Dataset excerpt =
______________________________
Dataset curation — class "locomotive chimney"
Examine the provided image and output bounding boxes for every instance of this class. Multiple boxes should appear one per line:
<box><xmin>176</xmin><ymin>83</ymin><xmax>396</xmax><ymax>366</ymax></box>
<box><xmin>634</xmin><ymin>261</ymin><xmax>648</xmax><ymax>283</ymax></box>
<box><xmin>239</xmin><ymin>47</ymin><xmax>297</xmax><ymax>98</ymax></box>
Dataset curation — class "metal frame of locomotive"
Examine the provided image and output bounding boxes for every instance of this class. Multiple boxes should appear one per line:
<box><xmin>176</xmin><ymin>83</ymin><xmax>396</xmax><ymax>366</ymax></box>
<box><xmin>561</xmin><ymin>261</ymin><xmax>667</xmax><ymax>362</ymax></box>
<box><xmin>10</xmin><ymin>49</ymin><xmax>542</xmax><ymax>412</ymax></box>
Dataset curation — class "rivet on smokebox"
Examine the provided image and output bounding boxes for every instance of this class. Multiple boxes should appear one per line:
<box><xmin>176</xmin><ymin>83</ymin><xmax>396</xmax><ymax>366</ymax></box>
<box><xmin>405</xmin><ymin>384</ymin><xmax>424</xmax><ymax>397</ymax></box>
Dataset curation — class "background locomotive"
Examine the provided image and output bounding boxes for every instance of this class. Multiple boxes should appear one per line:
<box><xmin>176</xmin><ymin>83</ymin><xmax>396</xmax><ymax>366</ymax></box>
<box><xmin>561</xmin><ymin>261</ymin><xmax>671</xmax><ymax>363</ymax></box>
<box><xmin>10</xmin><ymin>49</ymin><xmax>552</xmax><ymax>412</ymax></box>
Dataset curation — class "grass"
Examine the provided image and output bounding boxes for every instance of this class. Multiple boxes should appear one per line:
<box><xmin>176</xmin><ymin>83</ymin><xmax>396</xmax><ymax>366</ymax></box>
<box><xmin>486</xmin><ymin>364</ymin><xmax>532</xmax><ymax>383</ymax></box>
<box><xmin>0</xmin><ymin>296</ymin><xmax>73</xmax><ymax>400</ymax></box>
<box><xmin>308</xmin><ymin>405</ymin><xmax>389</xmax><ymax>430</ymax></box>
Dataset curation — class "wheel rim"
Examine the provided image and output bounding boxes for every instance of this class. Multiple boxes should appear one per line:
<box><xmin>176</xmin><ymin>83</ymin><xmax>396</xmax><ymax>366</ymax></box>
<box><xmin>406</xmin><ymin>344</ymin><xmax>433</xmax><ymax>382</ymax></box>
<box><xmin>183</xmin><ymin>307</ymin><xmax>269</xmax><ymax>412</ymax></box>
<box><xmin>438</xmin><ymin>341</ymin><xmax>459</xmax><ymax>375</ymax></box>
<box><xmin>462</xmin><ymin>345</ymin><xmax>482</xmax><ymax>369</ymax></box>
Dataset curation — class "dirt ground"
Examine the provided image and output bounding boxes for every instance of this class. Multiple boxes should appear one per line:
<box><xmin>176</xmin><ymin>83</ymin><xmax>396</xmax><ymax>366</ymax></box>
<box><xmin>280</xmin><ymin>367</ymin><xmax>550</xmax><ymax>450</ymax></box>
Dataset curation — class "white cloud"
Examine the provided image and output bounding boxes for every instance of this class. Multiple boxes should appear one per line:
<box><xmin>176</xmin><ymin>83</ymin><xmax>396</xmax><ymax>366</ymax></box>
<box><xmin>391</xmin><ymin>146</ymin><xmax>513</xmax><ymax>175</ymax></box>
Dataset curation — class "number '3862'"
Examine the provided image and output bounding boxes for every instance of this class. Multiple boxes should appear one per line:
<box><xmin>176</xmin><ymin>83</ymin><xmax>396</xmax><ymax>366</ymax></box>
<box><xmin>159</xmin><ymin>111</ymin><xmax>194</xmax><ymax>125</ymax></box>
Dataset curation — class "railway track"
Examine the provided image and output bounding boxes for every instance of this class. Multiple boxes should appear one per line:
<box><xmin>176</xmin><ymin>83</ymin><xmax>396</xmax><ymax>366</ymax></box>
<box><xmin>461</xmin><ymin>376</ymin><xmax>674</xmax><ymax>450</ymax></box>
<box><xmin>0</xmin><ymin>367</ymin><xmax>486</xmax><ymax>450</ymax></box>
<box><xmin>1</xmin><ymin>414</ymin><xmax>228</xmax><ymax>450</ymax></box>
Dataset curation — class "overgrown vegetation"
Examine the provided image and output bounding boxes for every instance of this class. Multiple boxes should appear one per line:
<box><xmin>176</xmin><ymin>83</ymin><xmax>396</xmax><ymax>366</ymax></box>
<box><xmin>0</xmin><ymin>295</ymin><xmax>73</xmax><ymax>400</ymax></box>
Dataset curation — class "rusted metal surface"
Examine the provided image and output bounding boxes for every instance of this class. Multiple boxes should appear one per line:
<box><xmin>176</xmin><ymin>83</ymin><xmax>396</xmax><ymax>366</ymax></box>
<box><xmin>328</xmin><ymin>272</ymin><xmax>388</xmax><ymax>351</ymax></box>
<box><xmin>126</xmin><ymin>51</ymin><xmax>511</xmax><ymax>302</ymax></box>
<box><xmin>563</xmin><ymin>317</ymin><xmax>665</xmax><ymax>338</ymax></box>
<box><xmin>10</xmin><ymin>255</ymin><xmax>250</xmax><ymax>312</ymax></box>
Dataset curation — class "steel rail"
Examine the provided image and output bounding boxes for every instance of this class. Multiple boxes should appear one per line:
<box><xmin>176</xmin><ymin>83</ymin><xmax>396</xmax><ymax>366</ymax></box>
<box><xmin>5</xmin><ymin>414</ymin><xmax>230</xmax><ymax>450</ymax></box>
______________________________
Requirement = Pick out every line in the entries above that contains the string "metal", treating case as significant, and copy each one.

Exercise output =
Dataset curation — class "metal frame of locomotive"
Dataset curation — class "rusted metal surface"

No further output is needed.